START EXCERPTED DATA
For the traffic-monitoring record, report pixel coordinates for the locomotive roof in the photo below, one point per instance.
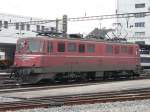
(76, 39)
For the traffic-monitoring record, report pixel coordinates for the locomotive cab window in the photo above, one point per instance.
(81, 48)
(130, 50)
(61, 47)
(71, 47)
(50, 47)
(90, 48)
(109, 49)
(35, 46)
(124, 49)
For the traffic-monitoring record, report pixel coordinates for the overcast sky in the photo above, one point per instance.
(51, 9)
END EXCERPTED DATA
START EXCERPTED DATA
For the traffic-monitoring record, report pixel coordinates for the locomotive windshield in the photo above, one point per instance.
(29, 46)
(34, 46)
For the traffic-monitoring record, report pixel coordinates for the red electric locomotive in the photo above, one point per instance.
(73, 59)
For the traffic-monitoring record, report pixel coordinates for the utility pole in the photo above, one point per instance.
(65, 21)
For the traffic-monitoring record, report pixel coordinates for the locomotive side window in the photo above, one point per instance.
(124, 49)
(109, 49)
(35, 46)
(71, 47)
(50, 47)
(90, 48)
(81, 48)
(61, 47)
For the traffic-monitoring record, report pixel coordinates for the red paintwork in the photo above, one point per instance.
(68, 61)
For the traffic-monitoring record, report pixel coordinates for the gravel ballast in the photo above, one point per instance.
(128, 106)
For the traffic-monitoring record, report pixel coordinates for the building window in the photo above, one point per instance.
END EXCERPTED DATA
§ **WHAT THE EXERCISE ASKS**
Beginning at the line with "the locomotive side" and stopping after the line with "for the building", please write out every line of the data above exactly and nothing else.

§ **THE ANSWER**
For the traffic-monitoring record, report pixel coordinates for the locomotive side window in the photo above, one point per instance.
(124, 49)
(109, 49)
(35, 46)
(71, 47)
(50, 47)
(90, 48)
(81, 48)
(61, 47)
For the traffic-monitoring record, report pixel coordinates for the red paintwork in the photo above, one point per instance.
(68, 61)
For the traffic-monitoring record, report pixel coordinates for the gravel ballast in the photo above, one point per instance.
(128, 106)
For the traffic-monitoring record, report pixel coordinates for the building window in the photo above, one point per instance.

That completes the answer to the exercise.